**Task input:**
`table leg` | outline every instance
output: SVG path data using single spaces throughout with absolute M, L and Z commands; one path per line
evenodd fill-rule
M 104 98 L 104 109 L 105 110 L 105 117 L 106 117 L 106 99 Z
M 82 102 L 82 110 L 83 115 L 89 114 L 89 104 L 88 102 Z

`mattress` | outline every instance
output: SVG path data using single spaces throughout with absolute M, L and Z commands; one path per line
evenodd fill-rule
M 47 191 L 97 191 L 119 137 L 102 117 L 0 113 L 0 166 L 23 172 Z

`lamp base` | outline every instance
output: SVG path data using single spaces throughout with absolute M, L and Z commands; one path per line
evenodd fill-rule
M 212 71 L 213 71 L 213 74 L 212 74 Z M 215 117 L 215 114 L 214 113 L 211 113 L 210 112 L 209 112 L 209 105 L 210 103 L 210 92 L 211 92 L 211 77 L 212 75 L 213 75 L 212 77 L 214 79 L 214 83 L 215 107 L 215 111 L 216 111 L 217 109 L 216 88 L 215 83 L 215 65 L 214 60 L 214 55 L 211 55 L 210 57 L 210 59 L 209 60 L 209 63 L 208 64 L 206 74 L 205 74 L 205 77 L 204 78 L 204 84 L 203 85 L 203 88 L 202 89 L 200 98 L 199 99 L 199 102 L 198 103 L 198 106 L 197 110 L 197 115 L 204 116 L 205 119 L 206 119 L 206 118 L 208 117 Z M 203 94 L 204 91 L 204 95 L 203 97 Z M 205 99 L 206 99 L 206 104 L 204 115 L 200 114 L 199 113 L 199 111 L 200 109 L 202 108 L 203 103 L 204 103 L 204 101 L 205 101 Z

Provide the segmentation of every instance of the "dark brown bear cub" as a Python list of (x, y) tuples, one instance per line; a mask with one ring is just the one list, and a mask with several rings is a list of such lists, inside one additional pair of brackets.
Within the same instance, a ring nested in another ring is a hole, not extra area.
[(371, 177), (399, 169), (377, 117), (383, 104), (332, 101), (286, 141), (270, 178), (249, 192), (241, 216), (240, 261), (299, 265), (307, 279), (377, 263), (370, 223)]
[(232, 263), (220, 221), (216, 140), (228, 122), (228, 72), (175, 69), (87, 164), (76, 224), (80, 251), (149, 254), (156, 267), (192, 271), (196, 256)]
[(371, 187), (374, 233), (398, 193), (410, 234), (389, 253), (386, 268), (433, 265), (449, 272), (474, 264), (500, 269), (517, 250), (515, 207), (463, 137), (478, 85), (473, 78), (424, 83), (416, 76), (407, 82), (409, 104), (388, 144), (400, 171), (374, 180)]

**Problem:** Recast the whole listing above as a two-column CSV headed "instruction" and "answer", with one row per instruction holding its full wording and its answer. Put each value in double quotes and replace line breaks with spaces.

**Right answer:**
instruction,answer
"`table leg` | outline every instance output: SVG path data using single spaces throughout with absolute M, L and Z commands; one path per line evenodd fill-rule","M 104 98 L 104 109 L 105 110 L 105 117 L 106 117 L 106 99 Z M 82 102 L 82 110 L 83 115 L 89 114 L 89 104 L 88 102 Z"
"`mattress` | outline every instance output: SVG path data using single spaces throughout with absolute M, L and Z commands; one path per line evenodd fill-rule","M 47 191 L 97 191 L 119 137 L 102 117 L 0 113 L 0 166 L 23 172 Z"
"`lamp base` | outline every instance output: SVG path data using single spaces throughout with absolute M, L and Z commands; one path per line evenodd fill-rule","M 212 71 L 213 71 L 213 74 L 212 74 Z M 215 117 L 215 114 L 214 113 L 211 113 L 210 112 L 209 112 L 209 105 L 210 103 L 210 92 L 211 92 L 211 77 L 212 75 L 213 75 L 212 77 L 214 79 L 214 83 L 215 107 L 215 111 L 216 111 L 217 109 L 216 88 L 215 83 L 215 65 L 214 60 L 214 55 L 211 55 L 210 57 L 210 59 L 209 60 L 209 63 L 208 64 L 206 74 L 205 74 L 205 77 L 204 78 L 204 84 L 203 85 L 203 88 L 202 89 L 200 98 L 199 99 L 199 102 L 198 103 L 198 106 L 197 110 L 197 115 L 204 116 L 205 119 L 206 119 L 206 118 L 208 117 Z M 203 94 L 204 91 L 204 95 L 203 97 Z M 205 99 L 206 99 L 206 104 L 204 115 L 200 114 L 199 113 L 199 111 L 200 109 L 202 108 L 203 103 L 204 103 L 204 101 L 205 101 Z"
"Provide the segmentation of every instance of the ""dark brown bear cub"" as a Python list of (x, y) tuples, one instance per line; a mask with one ring is just the one list, and a mask with several rings is a list of such lists, inside one additional pair of brackets. Within the same instance, a ring nested in another ring is a hole, not extra area.","[(371, 177), (399, 169), (377, 117), (383, 104), (332, 101), (286, 141), (270, 178), (249, 192), (241, 216), (240, 261), (299, 265), (307, 279), (377, 263), (370, 223)] [(232, 263), (220, 221), (216, 140), (228, 122), (228, 72), (175, 69), (87, 164), (76, 224), (80, 251), (149, 254), (156, 267), (192, 271), (196, 256)] [(371, 187), (374, 233), (398, 193), (410, 234), (389, 253), (386, 268), (433, 265), (449, 272), (474, 264), (500, 269), (517, 250), (515, 207), (463, 137), (478, 85), (473, 78), (424, 83), (416, 76), (407, 82), (409, 104), (388, 144), (400, 171), (374, 180)]"